Tulisan ini merupakan refleksi atas pengalaman penulis selama bertugas di berbagai satuan kerja Peradilan Agama, sekaligus juga menanggapi peran dan kepemimpinan Hakim Perempuan di Indonesia.
Dengan menggunakan perspektif ethics of care dan feminist jurisprudence, artikel ini menyoroti bagaimana kehadiran hakim perempuan memperkaya wajah keadilan melalui sentuhan empati, kepekaan sosial, dan moralitas kemanusiaan.
Pada akhirnya, baik Hakim laki-laki maupun perempuan memiliki peluang yang sama untuk bersinar—karena hukum yang sejati adalah hukum yang hidup dalam hati nurani manusia.
**********
» **Butir Tugas a**
Ambil setiap baris dari daftar di bawah yang memuat kata "rough".

» **Informasi yang Diberikan**
**********
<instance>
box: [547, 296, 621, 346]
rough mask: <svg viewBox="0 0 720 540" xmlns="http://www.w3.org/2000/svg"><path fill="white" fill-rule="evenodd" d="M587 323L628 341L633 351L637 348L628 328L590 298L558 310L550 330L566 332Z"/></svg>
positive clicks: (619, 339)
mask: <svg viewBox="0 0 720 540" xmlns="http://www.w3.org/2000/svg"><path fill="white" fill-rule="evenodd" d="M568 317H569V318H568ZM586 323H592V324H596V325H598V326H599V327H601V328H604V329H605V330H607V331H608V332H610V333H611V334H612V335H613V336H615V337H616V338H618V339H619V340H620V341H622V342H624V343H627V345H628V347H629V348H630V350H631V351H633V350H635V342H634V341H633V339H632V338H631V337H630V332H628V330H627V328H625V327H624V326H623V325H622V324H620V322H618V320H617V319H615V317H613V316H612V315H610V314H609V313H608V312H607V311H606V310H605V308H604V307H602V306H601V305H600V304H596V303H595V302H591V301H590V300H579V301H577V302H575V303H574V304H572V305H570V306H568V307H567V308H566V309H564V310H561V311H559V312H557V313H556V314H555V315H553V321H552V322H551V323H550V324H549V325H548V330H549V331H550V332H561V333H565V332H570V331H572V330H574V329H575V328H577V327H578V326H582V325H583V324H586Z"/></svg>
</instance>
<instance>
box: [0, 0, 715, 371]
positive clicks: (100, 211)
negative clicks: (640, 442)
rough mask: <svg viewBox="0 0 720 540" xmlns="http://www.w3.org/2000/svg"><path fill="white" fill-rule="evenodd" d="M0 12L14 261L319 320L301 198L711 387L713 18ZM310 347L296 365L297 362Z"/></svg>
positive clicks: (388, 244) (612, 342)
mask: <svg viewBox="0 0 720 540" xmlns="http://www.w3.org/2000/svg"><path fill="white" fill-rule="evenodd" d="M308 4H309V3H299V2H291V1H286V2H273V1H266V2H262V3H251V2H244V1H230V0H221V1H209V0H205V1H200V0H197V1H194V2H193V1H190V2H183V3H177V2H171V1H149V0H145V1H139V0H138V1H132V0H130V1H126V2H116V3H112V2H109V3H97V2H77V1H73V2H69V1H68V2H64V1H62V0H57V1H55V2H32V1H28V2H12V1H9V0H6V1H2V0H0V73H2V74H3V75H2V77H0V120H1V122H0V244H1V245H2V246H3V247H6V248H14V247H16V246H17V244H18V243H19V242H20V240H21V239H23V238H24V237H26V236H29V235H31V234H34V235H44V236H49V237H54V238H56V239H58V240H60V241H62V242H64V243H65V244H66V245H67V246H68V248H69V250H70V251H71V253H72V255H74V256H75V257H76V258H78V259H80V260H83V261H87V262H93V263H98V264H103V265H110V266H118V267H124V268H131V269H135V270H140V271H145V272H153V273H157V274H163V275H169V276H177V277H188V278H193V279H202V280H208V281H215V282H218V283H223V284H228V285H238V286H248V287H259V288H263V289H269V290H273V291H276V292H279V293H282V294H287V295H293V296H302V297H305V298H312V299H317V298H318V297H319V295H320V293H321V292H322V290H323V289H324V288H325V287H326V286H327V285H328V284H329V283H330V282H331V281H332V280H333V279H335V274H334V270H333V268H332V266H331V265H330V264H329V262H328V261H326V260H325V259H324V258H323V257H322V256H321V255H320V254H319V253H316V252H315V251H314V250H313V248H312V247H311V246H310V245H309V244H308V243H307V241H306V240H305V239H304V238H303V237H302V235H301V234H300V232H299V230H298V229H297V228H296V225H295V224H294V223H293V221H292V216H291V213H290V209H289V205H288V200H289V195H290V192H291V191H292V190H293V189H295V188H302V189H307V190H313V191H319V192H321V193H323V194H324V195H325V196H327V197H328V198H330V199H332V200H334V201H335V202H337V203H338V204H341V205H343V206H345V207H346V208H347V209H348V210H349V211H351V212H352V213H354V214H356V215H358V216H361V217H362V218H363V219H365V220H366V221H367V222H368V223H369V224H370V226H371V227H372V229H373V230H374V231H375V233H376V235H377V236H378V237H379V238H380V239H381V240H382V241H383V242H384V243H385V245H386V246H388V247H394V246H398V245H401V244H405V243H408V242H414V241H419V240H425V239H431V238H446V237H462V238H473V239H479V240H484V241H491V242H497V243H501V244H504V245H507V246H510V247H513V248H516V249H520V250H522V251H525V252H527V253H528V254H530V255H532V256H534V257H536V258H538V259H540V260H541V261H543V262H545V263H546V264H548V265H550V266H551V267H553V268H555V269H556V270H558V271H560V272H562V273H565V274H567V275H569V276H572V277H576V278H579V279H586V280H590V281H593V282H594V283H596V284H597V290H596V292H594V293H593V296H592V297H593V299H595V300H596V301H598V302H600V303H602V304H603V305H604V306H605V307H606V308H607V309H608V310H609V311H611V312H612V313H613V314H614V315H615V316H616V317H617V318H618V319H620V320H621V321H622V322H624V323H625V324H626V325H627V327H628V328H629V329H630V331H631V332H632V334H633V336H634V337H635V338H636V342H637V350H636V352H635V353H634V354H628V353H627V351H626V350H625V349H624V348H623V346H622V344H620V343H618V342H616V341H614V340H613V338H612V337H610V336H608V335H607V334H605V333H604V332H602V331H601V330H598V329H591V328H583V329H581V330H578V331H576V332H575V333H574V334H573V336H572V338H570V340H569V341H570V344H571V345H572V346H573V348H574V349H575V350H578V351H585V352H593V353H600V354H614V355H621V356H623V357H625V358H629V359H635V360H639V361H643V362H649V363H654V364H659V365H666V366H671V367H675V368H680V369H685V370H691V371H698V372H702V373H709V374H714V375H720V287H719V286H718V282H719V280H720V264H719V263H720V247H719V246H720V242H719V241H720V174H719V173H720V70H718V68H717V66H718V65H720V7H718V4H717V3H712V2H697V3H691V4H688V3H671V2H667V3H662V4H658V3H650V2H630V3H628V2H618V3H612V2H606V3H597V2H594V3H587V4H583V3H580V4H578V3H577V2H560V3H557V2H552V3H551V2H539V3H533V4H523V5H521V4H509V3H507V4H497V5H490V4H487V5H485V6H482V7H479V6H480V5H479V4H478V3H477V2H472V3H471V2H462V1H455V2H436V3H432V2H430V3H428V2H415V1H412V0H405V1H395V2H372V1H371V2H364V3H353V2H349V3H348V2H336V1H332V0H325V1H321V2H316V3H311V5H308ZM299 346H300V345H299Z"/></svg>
**********
» **Butir Tugas b**
Salin ulang tanpa perubahan bagian teks tentang hakim perempuan di atas, mulai dari "Tulisan ini merupakan" hingga "Perempuan di Indonesia.".

» **Jawaban a**
rough mask: <svg viewBox="0 0 720 540" xmlns="http://www.w3.org/2000/svg"><path fill="white" fill-rule="evenodd" d="M587 323L628 341L633 351L637 348L628 328L590 298L558 310L550 330L566 332Z"/></svg>
rough mask: <svg viewBox="0 0 720 540" xmlns="http://www.w3.org/2000/svg"><path fill="white" fill-rule="evenodd" d="M0 12L14 261L319 320L301 198L711 387L713 18ZM310 347L296 365L297 362Z"/></svg>

» **Jawaban b**
Tulisan ini merupakan refleksi atas pengalaman penulis selama bertugas di berbagai satuan kerja Peradilan Agama, sekaligus juga menanggapi peran dan kepemimpinan Hakim Perempuan di Indonesia.